= Set exercise =
Arrange every line of the items below as a Markdown table with two columns, Row and Text, numbering the lines and skipping any blank ones. Leave out the pictures.

= The data =
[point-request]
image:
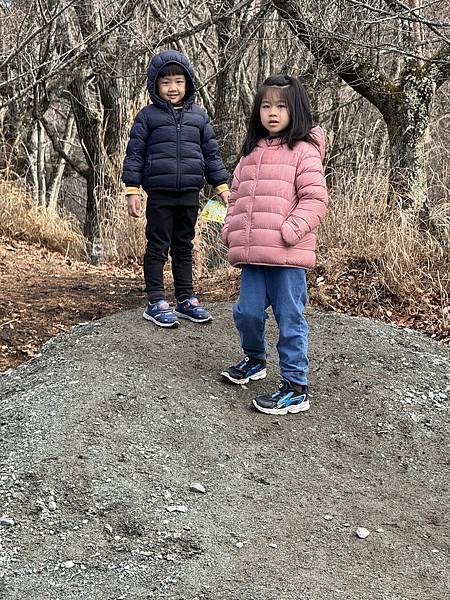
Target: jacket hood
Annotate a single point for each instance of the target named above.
(318, 135)
(161, 60)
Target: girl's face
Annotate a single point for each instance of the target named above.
(274, 112)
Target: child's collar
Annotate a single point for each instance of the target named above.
(270, 142)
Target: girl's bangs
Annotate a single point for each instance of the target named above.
(276, 93)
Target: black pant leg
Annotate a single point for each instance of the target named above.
(159, 228)
(185, 218)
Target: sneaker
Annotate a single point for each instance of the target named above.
(289, 397)
(161, 314)
(248, 368)
(191, 309)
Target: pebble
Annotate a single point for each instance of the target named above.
(177, 508)
(362, 532)
(197, 487)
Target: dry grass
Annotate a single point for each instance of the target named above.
(385, 254)
(372, 260)
(21, 218)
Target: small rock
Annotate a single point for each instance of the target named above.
(177, 508)
(362, 532)
(197, 487)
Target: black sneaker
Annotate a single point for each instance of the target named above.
(248, 368)
(289, 397)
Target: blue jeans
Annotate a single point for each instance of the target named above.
(283, 288)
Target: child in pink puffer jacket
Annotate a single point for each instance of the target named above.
(278, 199)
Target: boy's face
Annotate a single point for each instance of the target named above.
(172, 88)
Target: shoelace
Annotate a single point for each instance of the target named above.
(240, 366)
(282, 388)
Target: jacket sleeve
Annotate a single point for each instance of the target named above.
(231, 202)
(312, 198)
(215, 171)
(134, 162)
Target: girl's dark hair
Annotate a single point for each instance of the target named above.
(171, 69)
(297, 102)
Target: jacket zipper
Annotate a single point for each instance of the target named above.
(178, 126)
(258, 169)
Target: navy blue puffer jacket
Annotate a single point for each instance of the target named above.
(166, 154)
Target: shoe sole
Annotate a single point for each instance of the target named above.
(294, 409)
(183, 316)
(259, 375)
(153, 320)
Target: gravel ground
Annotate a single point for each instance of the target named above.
(103, 433)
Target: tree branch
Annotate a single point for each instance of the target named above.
(58, 147)
(364, 77)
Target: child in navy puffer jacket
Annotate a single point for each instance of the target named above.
(171, 150)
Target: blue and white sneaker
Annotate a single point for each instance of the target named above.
(249, 368)
(191, 309)
(161, 314)
(289, 397)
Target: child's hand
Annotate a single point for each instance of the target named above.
(225, 196)
(134, 205)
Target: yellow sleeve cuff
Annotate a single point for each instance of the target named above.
(131, 191)
(223, 187)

= Response to the exercise =
| Row | Text |
|---|---|
| 1 | [point-request] |
| 2 | image: |
| 3 | Target: jacket hood |
| 4 | Annotate a single point for each instance of the target named above. |
| 5 | (318, 135) |
| 6 | (161, 60) |
| 7 | Target: girl's face |
| 8 | Annotate a single point for each instance of the target named above. |
| 9 | (274, 112) |
| 10 | Target: child's collar |
| 11 | Annotate a single point for each instance of the target named above. |
| 12 | (270, 142) |
| 13 | Target: girl's bangs |
| 14 | Annotate a single point for each instance of the target named above. |
| 15 | (276, 93) |
| 16 | Target: black pant leg |
| 17 | Annotate a single point for each instance of the target named above. |
| 18 | (159, 228) |
| 19 | (185, 218) |
| 20 | Target: sneaker |
| 21 | Annotate a single point for each instance of the target named above. |
| 22 | (289, 397) |
| 23 | (161, 314) |
| 24 | (248, 368) |
| 25 | (191, 309) |
| 26 | Target: pebble |
| 27 | Annotate a single point for each instance of the target named above. |
| 28 | (177, 508) |
| 29 | (362, 532) |
| 30 | (197, 487) |
| 31 | Target: dry grass |
| 32 | Annotate a single point for each instance of the target named above. |
| 33 | (385, 254) |
| 34 | (372, 260) |
| 35 | (21, 218) |
| 36 | Target: small rock |
| 37 | Annotate a single point for each instance of the target named above. |
| 38 | (177, 508) |
| 39 | (362, 532) |
| 40 | (197, 487) |
| 41 | Target: black sneaker |
| 42 | Annotate a single point for each instance of the target named above. |
| 43 | (248, 368) |
| 44 | (289, 397) |
| 45 | Target: blue jeans |
| 46 | Annotate a single point for each instance of the target named above. |
| 47 | (283, 288) |
| 48 | Target: child in pink puffer jacket |
| 49 | Annotate a single point for each instance of the target named above. |
| 50 | (278, 199) |
| 51 | Target: boy's face |
| 52 | Annotate a single point for each instance of the target named above. |
| 53 | (172, 88) |
| 54 | Target: shoelace |
| 55 | Annotate a single point for each instance of the target named above. |
| 56 | (240, 366) |
| 57 | (282, 388) |
| 58 | Target: jacket sleeve |
| 59 | Annotate a single point for each instance of the target named above. |
| 60 | (231, 202) |
| 61 | (312, 198) |
| 62 | (215, 171) |
| 63 | (134, 162) |
| 64 | Target: girl's dark hair |
| 65 | Annotate a single point for each instance of the target named above. |
| 66 | (171, 69) |
| 67 | (297, 102) |
| 68 | Target: jacket zipper |
| 69 | Annotate a single point for each instance of the target named above. |
| 70 | (178, 126) |
| 71 | (258, 169) |
| 72 | Target: navy blue puffer jacket |
| 73 | Annotate a single point for each instance of the target named above. |
| 74 | (166, 154) |
| 75 | Target: shoe sole |
| 76 | Annotate a single point for each instance of the target named above. |
| 77 | (294, 409) |
| 78 | (183, 316) |
| 79 | (259, 375) |
| 80 | (153, 320) |
| 81 | Target: gravel ground |
| 82 | Annotate a single point for each instance of the target named above. |
| 83 | (103, 433) |
| 84 | Target: tree branch |
| 85 | Annotate a single point for each instance of the target named above. |
| 86 | (58, 147) |
| 87 | (364, 77) |
| 88 | Target: child in navy puffer jacket |
| 89 | Annotate a single point for each instance of the target named above. |
| 90 | (171, 150) |
| 91 | Target: blue and white sneaker |
| 92 | Annotate a single point for each instance of the target named above. |
| 93 | (249, 368) |
| 94 | (191, 309) |
| 95 | (161, 314) |
| 96 | (289, 397) |
| 97 | Target: child's hand |
| 98 | Annotate a single point for each instance of the target named above. |
| 99 | (225, 196) |
| 100 | (134, 205) |
| 101 | Target: yellow sleeve cuff |
| 102 | Annotate a single point for each instance of the target named above. |
| 103 | (131, 191) |
| 104 | (223, 187) |